[Document section]:
================

What Is The Most Important Metabolic Fuel In The Body?

By Antonia Čirjak on May 1 2020 in Science

Energy will be derived from the food you ate that day, and to keep all of our systems in check, we need one important factor: glucose. 
Energy will be derived from the food you ate that day, and to keep all of our systems in check, we need one important factor: glucose. 
  • As you can see, the whole universe is a chaotic place in constant search for harmony - from that blazing hot Sun, you see today, to the level of insulin your body needs. To clarify, glucose is created when plants use the energy coming from the Sun during the process of photosynthesis.
  • Technically speaking, our whole body is somehow involved with glucose. Still, the liver plays a huge role because it can help our body to store glucose.
  • A rather simple outtake from all of this would be: if you eat too much sugar, you will probably create severe problems for your whole organism. Maintaining a healthy body is far more complicated than just that, but being aware of how much is too much is a crucial thing to look out for when you eat.

Everything you decide to do today will require some amount of energy. Your body is the one that will spend the energy to talk, walk, run, or even sleep. Energy will be derived from the food you ate that day, and to keep all of our systems in check, we need one important factor: glucose

Glucose Acts As A Fuel

Glucose is what people think of when they refer to the levels of blood sugar. Because this is what glucose essentially is - an elementary form of carbohydrates. Glucose is a monosaccharide, a simple form of sugar with the formula you must have seen before: C6H12O6. Humans are not unique in this aspect, where glucose is used as fuel for our metabolic system. All plants and animals also use the same means to maintain the functionality of their vital parts. In plants, this will be contained as starch, and animals will produce glycogen. 

Controlling Glucose Levels

You can get glucose from almost anything you eat: vegetables, fruits, bread, or dairy products. Now, why is glucose so essential for our system? Well, as soon as you start to eat, that food needs to be dissolved into valuable nutrients that need to travel to all parts of your body. That process requires energy, and glucose is the one acting as fuel during it. 

Our body uses glucose as fuel throughout the whole day, not only when we eat, but the levels of, remember, blood sugar vary. This variation in blood sugar levels is determined by the communication that happens between our body, or more precisely - our glucose intake - and the pancreas. Both are involved in creating enzymes that we need to process the food and disperse it throughout the whole organism. 

Glucose Vs. Insulin

That is where proper functioning of the pancreas comes in because this organ produces insulin, which is a hormone. Insulin is the one that regulates how much glucose we actually need. Simply put, once glucose enters our body during eating, a signal is sent to the pancreas to start producing insulin to control the rising levels of blood sugar. 

Why Do We Need To Control Glucose Intake?

The diabetes disease happens precisely because the pancreas can not produce enough insulin to deal with blood sugar levels that are not good for the body. Insulin injections are most commonly used to control sugar levels every day for a person that has diabetes.  But, even if your pancreas is functioning normally, numerous things can make your blood sugar levels go crazy.  Stress is always on top of any kind of hormone-triggering problem, too heavy meals, or long periods without physical activities. 

Why is all of this a problem, and what are the issues that emerge from high blood sugar levels? Well, the explanation you read before should be an alarming one - you can not process food as you should be, which leads to all sorts of problems. Problems happen because, in the case of dangerously high blood sugar levels, our body starts to release free fatty acids, which are toxic when released in large amounts.

================

[Required action A]: Reproduce everything in the glucose article from "Why is all of" down to "in large amounts.".
[Required action B]:
Answer these questions using the glucose article:
(i) What formula does it give for glucose?
(ii) Which organ produces insulin?
(iii) What does the body start to release when blood sugar levels are dangerously high?
The saved entries aren't needed here.

Saved entries
================

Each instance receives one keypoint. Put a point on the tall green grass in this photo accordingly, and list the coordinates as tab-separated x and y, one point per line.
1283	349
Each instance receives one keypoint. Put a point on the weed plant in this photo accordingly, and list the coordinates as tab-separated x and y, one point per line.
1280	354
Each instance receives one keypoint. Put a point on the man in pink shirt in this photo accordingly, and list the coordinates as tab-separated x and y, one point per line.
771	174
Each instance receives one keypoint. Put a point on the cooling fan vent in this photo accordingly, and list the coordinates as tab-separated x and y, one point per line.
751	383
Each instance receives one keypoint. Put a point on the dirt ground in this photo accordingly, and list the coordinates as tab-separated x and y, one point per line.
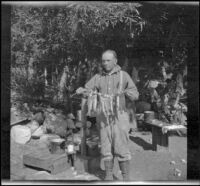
146	164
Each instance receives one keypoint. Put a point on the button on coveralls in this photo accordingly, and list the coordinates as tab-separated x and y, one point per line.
114	131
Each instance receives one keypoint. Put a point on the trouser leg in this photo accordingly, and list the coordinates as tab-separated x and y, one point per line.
121	138
125	170
109	169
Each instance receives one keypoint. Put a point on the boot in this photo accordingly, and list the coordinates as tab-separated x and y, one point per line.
125	169
109	170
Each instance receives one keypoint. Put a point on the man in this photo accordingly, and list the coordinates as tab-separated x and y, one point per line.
114	132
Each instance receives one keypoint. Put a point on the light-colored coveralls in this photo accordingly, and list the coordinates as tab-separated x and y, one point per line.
114	132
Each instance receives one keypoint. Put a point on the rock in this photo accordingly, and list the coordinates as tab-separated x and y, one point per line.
21	134
172	162
142	106
177	172
183	161
39	117
38	132
33	125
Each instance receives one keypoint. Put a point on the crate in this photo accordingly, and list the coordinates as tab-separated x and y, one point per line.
53	163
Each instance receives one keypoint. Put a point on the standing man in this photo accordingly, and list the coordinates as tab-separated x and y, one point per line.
114	131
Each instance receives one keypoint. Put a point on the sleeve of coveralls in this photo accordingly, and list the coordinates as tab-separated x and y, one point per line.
92	83
130	89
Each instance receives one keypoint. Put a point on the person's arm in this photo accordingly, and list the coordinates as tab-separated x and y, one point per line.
90	85
130	90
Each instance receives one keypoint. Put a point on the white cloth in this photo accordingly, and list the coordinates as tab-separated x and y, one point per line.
165	129
21	134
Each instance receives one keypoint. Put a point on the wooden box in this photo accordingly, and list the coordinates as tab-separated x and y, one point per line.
53	163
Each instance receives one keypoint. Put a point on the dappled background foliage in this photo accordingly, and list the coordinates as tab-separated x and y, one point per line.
56	49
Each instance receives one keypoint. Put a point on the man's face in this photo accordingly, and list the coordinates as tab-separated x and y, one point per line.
108	61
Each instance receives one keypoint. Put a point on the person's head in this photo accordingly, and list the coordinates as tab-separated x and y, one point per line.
109	60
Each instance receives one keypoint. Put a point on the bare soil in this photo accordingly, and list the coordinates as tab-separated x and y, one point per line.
146	164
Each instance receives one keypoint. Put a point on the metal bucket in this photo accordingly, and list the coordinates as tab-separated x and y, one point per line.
149	115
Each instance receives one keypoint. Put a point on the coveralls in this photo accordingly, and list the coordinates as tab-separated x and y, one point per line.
114	137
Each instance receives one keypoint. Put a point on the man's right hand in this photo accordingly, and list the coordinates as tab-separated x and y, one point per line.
81	90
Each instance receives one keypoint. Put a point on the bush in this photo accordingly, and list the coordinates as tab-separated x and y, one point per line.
26	89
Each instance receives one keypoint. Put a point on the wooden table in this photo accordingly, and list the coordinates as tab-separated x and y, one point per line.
160	141
43	159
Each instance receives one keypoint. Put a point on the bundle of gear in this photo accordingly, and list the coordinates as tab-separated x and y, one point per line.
102	103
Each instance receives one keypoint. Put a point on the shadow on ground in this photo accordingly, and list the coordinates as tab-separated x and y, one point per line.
139	141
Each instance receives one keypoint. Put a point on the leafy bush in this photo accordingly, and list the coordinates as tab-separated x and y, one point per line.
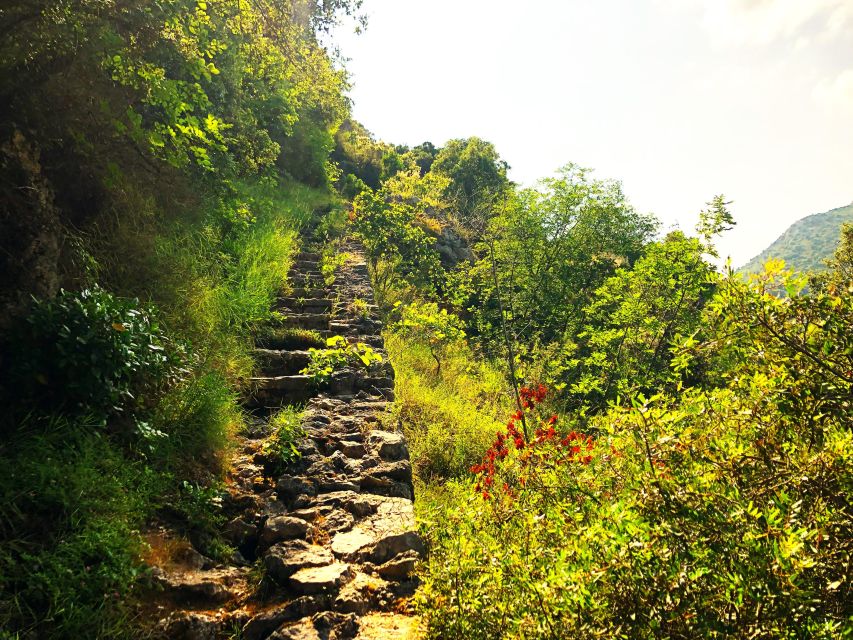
90	352
721	512
449	416
280	449
426	323
337	355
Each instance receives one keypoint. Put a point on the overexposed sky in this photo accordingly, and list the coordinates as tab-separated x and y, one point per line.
678	99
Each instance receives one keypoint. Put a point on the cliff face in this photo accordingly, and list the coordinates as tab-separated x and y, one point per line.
30	229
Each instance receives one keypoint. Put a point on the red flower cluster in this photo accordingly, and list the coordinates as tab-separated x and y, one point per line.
577	444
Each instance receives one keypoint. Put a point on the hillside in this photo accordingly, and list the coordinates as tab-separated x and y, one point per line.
267	376
805	244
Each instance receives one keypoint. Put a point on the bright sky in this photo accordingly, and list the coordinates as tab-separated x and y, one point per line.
678	99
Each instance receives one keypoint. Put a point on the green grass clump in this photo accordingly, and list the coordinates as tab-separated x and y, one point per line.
71	507
449	418
290	338
280	449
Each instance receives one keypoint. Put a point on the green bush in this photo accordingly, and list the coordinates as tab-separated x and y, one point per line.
711	513
449	417
280	449
70	507
90	352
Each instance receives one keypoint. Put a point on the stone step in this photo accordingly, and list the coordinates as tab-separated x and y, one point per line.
301	274
303	292
307	321
274	391
316	305
280	362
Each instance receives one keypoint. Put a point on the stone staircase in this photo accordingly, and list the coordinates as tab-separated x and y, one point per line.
327	548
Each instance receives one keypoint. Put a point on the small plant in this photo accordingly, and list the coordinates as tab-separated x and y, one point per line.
280	449
360	308
331	263
290	338
337	355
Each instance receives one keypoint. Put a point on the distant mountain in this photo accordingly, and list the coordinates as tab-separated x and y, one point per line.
806	243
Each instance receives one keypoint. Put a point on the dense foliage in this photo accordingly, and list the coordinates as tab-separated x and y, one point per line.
158	160
683	472
676	463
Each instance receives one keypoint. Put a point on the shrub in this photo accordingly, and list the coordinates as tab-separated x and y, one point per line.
280	449
337	355
716	513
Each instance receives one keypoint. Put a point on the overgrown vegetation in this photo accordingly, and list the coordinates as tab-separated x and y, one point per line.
676	459
154	217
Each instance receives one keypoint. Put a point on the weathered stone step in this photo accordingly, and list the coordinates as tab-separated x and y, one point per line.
315	305
307	320
307	256
202	588
303	292
281	362
306	264
358	326
274	391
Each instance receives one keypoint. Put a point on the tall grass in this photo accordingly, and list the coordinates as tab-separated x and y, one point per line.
449	418
74	500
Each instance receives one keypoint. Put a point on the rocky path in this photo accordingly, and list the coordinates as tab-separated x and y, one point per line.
326	548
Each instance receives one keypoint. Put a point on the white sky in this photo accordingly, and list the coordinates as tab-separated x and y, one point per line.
678	99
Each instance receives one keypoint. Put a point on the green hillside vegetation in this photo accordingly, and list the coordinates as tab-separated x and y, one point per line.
610	439
806	244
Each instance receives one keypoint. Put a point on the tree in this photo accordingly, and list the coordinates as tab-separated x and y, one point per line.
552	247
477	173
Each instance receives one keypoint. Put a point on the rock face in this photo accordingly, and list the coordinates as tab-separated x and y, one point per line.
334	530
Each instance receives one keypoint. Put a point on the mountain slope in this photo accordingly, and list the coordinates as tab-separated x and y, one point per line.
806	243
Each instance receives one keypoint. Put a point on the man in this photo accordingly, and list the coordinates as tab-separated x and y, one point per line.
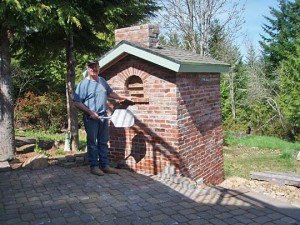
90	97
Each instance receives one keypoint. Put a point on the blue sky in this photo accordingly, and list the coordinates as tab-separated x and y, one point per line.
254	12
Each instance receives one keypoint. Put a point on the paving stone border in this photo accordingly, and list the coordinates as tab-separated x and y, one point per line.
169	174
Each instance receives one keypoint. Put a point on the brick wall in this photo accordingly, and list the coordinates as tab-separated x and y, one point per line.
200	126
179	125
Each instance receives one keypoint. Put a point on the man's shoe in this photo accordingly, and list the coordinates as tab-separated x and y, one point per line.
110	170
97	171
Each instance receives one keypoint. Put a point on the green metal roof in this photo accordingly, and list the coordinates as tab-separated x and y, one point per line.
177	60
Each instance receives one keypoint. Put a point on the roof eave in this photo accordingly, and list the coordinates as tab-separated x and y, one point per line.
124	48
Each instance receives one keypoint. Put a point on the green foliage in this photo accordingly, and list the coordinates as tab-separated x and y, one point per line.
259	153
282	31
45	112
59	152
40	135
289	100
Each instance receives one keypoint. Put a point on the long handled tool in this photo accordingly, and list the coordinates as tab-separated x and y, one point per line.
121	118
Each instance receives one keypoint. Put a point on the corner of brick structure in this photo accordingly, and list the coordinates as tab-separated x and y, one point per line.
179	125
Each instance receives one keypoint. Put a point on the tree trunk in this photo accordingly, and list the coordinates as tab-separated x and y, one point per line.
232	97
7	131
70	88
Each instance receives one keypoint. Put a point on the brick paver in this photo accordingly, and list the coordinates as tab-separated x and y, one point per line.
58	195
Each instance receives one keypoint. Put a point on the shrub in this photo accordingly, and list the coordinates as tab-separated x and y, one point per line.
46	112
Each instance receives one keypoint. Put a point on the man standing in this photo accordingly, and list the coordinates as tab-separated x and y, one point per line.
91	97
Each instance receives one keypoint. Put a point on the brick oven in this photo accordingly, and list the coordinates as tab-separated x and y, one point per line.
177	108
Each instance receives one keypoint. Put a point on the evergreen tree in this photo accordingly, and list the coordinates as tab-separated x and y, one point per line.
282	31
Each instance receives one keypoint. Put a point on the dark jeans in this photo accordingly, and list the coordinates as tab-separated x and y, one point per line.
97	139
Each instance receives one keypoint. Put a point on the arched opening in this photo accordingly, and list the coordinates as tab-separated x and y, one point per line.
135	86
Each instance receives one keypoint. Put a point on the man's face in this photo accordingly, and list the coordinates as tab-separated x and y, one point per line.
93	70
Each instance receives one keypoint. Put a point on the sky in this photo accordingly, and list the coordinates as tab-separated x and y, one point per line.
254	12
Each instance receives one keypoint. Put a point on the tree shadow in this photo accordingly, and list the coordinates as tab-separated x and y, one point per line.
57	195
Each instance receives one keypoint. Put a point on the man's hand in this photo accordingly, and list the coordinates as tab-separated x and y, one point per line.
128	101
94	116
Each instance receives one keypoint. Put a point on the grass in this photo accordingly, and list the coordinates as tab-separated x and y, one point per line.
259	153
47	136
262	142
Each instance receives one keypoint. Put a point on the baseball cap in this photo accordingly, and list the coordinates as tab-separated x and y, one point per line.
93	62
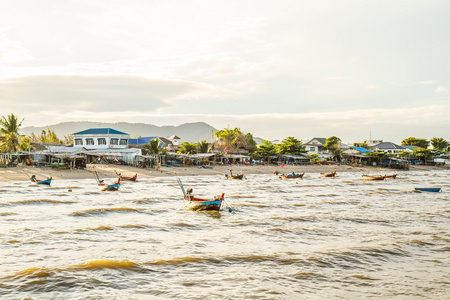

================

[Task answer A]:
Why is all of this a problem, and what are the issues that emerge from high blood sugar levels? Well, the explanation you read before should be an alarming one - you can not process food as you should be, which leads to all sorts of problems. Problems happen because, in the case of dangerously high blood sugar levels, our body starts to release free fatty acids, which are toxic when released in large amounts.

[Task answer B]:
(i) C6H12O6
(ii) The pancreas
(iii) Free fatty acids